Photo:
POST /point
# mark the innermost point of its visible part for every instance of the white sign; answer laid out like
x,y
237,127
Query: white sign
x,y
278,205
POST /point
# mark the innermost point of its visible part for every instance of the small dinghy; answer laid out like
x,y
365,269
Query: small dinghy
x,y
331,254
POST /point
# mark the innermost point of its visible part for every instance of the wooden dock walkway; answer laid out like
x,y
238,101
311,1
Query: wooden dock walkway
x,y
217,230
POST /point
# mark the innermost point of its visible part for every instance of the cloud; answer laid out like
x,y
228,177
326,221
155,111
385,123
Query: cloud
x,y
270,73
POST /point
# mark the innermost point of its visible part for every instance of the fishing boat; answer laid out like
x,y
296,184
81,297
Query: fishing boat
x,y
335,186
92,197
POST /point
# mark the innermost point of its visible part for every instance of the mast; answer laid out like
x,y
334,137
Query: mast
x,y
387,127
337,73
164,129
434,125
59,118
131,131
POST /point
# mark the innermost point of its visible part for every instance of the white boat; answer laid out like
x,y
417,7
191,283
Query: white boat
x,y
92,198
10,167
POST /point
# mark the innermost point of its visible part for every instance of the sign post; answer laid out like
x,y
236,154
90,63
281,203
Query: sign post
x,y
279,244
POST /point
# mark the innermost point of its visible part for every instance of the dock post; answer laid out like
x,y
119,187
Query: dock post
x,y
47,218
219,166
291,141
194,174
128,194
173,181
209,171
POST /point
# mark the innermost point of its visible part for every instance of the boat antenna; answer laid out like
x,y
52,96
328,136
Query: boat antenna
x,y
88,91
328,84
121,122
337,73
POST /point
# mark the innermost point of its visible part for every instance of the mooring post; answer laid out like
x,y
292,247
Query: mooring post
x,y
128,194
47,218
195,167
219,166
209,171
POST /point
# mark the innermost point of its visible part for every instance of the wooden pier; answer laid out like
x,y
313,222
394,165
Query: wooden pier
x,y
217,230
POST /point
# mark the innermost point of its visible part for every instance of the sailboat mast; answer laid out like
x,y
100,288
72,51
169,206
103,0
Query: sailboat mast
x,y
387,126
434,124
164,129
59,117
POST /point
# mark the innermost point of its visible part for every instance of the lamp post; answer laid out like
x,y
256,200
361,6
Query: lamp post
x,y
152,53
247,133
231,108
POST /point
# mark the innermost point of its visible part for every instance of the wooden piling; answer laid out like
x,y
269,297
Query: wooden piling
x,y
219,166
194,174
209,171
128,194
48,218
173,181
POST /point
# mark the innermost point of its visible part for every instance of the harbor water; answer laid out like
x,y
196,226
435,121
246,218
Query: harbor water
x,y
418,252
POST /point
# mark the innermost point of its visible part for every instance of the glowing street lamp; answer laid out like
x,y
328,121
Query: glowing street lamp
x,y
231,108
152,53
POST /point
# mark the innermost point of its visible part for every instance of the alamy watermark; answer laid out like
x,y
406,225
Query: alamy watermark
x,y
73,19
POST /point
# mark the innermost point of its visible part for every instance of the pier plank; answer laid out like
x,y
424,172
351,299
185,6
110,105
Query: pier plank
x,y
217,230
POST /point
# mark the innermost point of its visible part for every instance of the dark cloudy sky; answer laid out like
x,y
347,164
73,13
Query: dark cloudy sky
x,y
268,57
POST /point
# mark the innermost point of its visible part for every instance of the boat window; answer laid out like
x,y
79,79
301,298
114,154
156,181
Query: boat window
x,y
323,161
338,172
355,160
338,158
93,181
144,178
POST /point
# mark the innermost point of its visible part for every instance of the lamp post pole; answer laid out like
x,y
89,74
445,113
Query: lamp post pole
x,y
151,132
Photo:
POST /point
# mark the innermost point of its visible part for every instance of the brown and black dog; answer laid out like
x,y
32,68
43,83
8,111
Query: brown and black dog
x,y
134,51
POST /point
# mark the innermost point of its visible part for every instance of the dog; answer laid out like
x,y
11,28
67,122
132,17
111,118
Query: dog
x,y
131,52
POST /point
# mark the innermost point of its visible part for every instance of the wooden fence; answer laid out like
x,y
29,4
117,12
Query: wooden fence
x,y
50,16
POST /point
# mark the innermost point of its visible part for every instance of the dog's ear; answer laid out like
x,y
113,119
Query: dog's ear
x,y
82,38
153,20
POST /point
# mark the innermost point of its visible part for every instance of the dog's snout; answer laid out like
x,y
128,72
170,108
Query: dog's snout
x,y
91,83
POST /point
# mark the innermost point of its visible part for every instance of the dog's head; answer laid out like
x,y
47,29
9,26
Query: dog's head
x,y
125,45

┄┄┄┄┄┄┄┄┄┄

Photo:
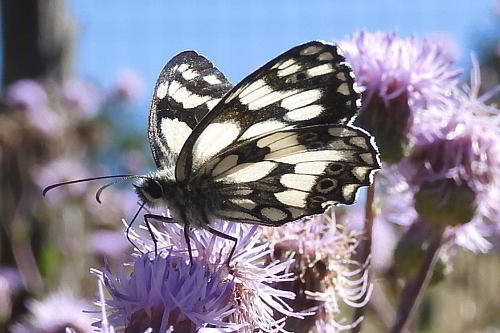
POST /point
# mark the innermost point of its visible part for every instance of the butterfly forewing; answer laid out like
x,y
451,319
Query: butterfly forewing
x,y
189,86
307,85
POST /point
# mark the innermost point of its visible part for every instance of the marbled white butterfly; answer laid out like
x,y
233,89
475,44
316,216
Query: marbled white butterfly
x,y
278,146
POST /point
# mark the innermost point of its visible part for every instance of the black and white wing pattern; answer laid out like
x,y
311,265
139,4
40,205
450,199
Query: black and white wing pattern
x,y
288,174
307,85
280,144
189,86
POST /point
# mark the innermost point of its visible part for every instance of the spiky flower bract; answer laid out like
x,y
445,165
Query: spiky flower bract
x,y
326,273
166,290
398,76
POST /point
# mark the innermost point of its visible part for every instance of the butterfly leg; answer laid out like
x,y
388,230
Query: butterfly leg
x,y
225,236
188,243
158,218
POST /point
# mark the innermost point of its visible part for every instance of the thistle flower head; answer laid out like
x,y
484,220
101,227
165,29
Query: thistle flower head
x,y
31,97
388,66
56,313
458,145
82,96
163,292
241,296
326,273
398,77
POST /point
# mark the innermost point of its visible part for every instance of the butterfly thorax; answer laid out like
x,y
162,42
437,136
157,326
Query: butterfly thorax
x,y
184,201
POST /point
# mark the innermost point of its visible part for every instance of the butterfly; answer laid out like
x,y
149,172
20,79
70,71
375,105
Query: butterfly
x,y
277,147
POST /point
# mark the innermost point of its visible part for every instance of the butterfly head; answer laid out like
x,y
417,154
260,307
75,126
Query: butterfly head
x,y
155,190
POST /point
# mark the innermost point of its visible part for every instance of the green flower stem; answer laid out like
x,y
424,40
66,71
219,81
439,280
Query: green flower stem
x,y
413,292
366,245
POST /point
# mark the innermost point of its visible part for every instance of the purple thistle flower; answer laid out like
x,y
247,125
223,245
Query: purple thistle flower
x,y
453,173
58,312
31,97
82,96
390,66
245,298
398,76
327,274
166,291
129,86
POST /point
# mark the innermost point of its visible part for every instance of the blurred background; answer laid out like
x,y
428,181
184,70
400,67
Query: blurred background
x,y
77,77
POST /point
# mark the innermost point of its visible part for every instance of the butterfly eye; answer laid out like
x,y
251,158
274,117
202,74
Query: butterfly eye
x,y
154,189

┄┄┄┄┄┄┄┄┄┄

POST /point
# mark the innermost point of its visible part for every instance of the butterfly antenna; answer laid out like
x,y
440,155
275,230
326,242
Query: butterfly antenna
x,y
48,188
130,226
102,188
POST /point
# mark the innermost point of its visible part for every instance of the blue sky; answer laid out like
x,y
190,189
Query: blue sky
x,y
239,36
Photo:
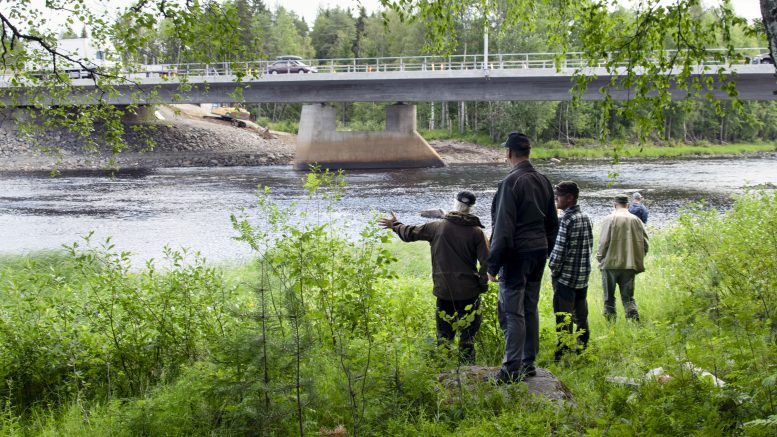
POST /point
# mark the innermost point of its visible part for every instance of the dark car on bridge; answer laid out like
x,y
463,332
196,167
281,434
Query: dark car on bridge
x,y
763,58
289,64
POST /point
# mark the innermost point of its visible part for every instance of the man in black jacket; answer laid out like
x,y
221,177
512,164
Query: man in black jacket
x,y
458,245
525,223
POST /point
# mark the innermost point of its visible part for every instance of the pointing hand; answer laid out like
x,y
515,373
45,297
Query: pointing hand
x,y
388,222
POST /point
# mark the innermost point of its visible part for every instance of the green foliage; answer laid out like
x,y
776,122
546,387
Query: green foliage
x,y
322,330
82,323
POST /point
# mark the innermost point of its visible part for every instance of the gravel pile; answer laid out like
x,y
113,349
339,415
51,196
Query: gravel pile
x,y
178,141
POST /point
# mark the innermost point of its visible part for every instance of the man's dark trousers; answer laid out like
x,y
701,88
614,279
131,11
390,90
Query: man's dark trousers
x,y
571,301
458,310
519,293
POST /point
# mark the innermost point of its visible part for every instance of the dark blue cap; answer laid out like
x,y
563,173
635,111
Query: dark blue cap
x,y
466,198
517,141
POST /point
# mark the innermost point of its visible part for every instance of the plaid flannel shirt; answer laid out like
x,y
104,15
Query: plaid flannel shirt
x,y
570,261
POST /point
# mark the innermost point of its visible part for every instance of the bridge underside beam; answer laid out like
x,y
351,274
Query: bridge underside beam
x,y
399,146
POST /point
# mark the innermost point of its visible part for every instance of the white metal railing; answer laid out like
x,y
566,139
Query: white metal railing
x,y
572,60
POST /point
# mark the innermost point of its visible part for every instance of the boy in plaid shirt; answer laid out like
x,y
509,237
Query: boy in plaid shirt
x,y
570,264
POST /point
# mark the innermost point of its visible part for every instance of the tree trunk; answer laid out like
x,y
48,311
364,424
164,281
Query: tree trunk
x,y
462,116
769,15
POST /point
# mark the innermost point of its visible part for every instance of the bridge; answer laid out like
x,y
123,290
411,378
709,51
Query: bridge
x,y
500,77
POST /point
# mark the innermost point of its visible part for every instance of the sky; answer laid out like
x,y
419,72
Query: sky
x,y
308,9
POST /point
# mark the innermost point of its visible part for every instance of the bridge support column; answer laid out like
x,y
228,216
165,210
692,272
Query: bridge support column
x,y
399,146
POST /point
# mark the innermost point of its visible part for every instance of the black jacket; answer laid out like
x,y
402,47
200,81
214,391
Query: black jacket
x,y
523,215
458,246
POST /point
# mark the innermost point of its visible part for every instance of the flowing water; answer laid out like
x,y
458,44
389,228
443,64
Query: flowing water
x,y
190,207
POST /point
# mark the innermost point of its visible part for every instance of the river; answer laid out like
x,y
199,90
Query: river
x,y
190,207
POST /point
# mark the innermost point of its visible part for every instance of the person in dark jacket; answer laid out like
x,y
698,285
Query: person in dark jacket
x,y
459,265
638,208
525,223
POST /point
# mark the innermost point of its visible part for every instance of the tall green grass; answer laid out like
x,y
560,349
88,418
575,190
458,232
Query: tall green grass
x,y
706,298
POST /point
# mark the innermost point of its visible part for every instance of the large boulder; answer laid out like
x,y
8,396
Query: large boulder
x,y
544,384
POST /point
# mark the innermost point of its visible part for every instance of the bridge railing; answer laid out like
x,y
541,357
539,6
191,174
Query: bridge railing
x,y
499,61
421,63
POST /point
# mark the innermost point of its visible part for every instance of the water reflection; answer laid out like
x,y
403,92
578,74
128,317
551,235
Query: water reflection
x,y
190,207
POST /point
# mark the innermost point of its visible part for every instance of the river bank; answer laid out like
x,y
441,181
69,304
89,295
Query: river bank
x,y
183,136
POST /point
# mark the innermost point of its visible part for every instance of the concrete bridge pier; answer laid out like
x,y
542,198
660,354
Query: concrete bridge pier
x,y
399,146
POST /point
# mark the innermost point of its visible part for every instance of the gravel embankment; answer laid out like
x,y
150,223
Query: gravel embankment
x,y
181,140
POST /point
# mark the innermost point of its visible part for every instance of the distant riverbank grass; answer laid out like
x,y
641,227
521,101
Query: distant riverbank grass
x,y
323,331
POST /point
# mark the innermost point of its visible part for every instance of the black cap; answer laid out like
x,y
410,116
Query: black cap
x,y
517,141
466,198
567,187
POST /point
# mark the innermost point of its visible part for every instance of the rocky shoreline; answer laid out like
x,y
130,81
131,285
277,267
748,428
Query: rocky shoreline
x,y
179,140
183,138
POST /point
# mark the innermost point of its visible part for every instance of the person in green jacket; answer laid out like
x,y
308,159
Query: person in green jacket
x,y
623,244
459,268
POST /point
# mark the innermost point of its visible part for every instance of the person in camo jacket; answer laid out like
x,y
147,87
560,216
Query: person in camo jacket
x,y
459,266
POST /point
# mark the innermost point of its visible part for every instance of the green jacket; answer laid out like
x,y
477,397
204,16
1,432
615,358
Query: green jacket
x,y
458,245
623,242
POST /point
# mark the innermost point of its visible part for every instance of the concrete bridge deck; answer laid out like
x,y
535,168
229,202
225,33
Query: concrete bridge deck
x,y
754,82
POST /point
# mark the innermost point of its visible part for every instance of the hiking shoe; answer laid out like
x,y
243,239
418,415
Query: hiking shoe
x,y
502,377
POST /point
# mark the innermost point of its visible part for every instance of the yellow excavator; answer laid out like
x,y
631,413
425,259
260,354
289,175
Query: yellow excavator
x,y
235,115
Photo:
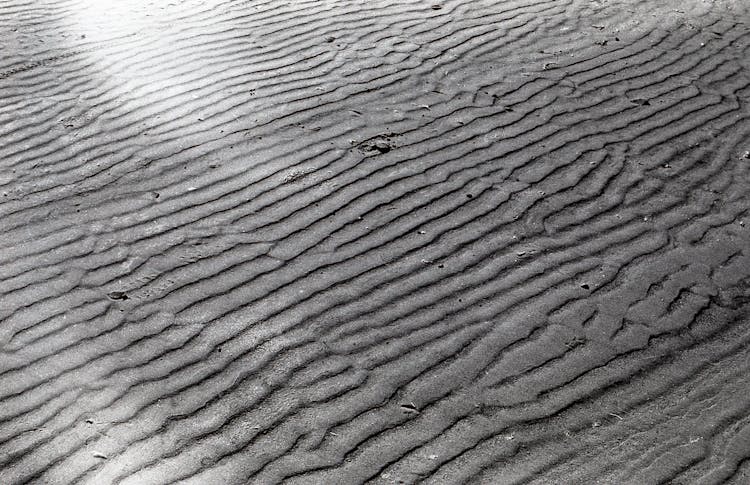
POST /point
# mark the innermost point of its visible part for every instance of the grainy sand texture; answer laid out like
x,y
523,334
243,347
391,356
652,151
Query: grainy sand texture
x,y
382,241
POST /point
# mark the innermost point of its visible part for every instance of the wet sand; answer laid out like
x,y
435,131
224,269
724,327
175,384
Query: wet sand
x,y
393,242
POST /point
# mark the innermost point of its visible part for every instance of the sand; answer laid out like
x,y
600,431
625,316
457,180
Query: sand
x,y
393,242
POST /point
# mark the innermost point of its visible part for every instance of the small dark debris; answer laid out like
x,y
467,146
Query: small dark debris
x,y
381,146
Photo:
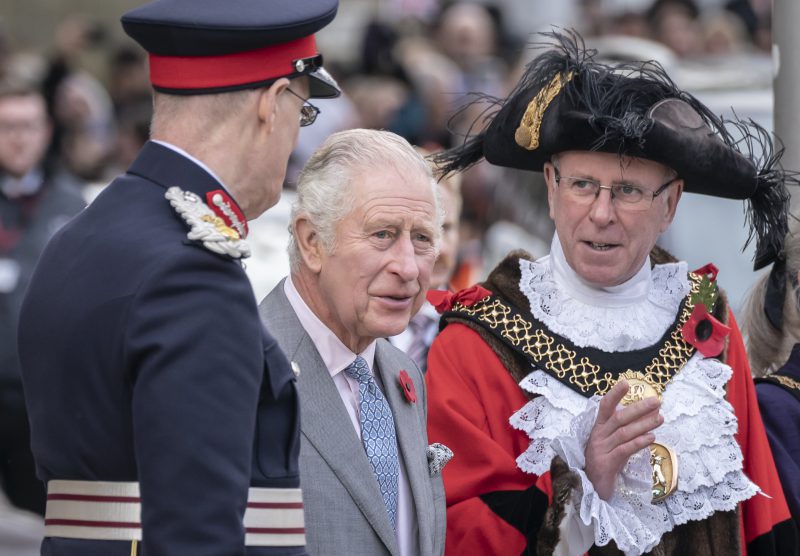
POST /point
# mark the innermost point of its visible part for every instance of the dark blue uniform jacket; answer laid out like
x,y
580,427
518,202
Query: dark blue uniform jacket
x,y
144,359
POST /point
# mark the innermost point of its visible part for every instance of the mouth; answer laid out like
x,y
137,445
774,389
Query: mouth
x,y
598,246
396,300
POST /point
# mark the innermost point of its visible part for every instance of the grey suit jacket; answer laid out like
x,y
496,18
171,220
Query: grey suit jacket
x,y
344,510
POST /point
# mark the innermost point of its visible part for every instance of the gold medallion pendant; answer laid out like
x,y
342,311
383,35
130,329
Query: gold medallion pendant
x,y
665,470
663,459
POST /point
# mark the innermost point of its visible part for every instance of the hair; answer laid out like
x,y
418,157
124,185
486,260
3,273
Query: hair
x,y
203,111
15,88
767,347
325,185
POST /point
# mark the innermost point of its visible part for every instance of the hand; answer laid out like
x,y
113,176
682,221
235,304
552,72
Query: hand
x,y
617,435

┄┄┄┄┄┄┄┄┄┄

The task
Taking the line with "Query: distant riverbank grass" as the first and the line with "deck; answer laid out like" as the last, retype that stretch of the data above exactly, with no other lines.

Answer box
Query: distant riverbank grass
x,y
323,331
POST /point
# mark the innermost point of its visible part for every instance of the black cap; answer laid out like
x,y
410,116
Query: black cap
x,y
517,141
466,198
567,187
POST /point
# mark the innermost point of its visible part for every instance of the rocky shoreline; answer laid out like
x,y
130,81
131,285
277,267
748,428
Query: rocky shoreline
x,y
179,140
183,138
POST /point
# mark the innermost point of its visible part for every instance of the person in green jacket; answer laid out like
x,y
308,159
Query: person in green jacket
x,y
623,244
459,268
POST /point
# mark the innermost point of its visible part for every instance of the person in camo jacket; answer laid out like
x,y
147,87
560,216
Query: person in camo jacket
x,y
459,266
POST /point
# mark the innermost point of its visible part for every instance of the green jacket; answer laid out like
x,y
477,397
204,16
1,432
615,358
Query: green jacket
x,y
458,245
623,242
POST /point
# mark the innermost point of its visible part for every instance of the concrete bridge deck; answer laid out like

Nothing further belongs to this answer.